**Materials provided:**
########################################
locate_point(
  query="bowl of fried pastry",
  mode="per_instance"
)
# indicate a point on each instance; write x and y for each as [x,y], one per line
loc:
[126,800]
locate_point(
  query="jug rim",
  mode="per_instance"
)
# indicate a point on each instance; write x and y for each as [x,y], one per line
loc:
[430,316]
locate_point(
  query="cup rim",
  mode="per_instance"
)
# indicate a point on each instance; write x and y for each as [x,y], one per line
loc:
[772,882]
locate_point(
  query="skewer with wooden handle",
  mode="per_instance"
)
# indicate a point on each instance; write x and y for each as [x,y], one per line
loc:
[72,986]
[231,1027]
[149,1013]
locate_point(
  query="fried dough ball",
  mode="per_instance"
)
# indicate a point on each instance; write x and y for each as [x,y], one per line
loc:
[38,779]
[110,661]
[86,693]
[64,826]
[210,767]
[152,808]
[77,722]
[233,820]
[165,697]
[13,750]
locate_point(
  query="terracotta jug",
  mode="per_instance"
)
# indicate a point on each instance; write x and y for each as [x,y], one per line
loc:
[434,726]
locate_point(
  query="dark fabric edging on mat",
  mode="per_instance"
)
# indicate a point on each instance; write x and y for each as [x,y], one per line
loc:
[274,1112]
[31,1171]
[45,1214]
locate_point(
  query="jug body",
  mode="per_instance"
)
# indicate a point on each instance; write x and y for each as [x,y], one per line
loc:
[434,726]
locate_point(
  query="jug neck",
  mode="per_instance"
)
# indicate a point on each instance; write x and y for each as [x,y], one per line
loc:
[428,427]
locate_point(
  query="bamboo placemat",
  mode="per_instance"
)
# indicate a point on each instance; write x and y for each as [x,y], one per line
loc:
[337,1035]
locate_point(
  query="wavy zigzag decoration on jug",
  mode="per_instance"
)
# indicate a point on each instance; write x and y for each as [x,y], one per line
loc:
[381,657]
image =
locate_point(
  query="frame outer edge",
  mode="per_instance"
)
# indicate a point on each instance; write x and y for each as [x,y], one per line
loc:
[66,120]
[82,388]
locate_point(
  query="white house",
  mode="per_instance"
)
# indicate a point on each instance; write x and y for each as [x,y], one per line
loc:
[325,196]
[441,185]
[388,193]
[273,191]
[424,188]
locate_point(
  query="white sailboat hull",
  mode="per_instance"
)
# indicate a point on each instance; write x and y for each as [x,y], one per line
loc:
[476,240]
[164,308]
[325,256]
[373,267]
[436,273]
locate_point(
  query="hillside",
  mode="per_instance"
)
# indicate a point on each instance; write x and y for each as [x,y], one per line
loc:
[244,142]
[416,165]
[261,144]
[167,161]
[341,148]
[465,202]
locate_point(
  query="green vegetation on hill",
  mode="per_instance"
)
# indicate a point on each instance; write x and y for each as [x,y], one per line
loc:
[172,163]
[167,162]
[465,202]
########################################
**Given problem:**
Extract all of the material exactly as it is written.

**Written solution:**
locate_point(
  query="bowl of fried pastry",
  mode="per_instance"
)
# indicate a point on each instance; write x and y for each as [x,y], one per line
loc:
[126,800]
locate_point(
  query="jug rim",
  mode="per_instance"
)
# indicate a point on each instance; write x and y for each as [x,y], one per line
loc:
[430,316]
locate_point(
  query="cup rim",
  mode="per_instance"
)
# indicate a point on each instance; write x and y for each as [x,y], one per line
loc:
[772,882]
locate_point(
  query="skewer with wooden handle",
  mode="per_instance"
)
# indicate a point on each instance; write x and y for each as [x,y], one per line
loc:
[72,986]
[231,1027]
[149,1013]
locate_point(
  query="fried dough ball",
  mode="per_instance"
)
# indicate a point on each instance; write x and y for each as [x,y], one per line
loc:
[38,779]
[110,661]
[86,693]
[64,826]
[210,767]
[152,808]
[77,722]
[233,820]
[165,697]
[13,750]
locate_point(
  query="terracotta jug",
  mode="per_instance"
)
# indicate a point on each instance; write x and y for each as [x,y], one per line
loc:
[434,726]
locate_point(
  query="dark fabric edging on mat",
  mode="per_instance"
)
# indicate a point on each instance; write x and y for each as [x,y], one per line
loc:
[274,1112]
[31,1171]
[45,1214]
locate_point(
  query="jug body",
  mode="per_instance"
)
# indicate a point on each instance; write x and y for each as [x,y], one per line
loc:
[434,726]
locate_point(
  query="jug neck",
  mode="per_instance"
)
# indicate a point on each instance; write x and y for each as [x,y], one per line
loc:
[428,427]
locate_point(
  query="bamboo placemat",
  mode="per_instance"
)
# indicate a point on each instance; write x and y for each as [x,y], one per line
loc:
[337,1035]
locate_point(
  query="wavy zigzag decoration on jug",
  mode="per_instance"
)
# indicate a point on each instance; write x and y for each as [x,y], one per line
loc:
[381,657]
image =
locate_point(
  query="frame outer edge",
  mode="per_instance"
)
# indicate a point on each instance; write x and y for each as [x,y], one per line
loc:
[66,120]
[82,388]
locate_point(
  query="white house",
  mode="per_instance"
)
# indicate a point on each instance; write x and y for each as [x,y], one per line
loc:
[325,196]
[441,185]
[388,193]
[273,191]
[424,188]
locate_point(
  query="white sailboat hull",
  mode="per_instance"
)
# indicate a point on each instance; write x and y for each as [x,y], one per line
loc:
[476,240]
[164,308]
[325,256]
[373,267]
[436,273]
locate_point(
  query="hillside",
  mode="per_instance"
)
# indicate a point on each instance; write x and y for each as [x,y], one per line
loc:
[244,142]
[416,165]
[261,144]
[167,161]
[341,148]
[465,202]
locate_point(
  query="green vegetation on hill",
  mode="per_instance"
)
# indicate a point on each instance; write x and y for each as [x,y], one per line
loc:
[172,163]
[167,162]
[465,202]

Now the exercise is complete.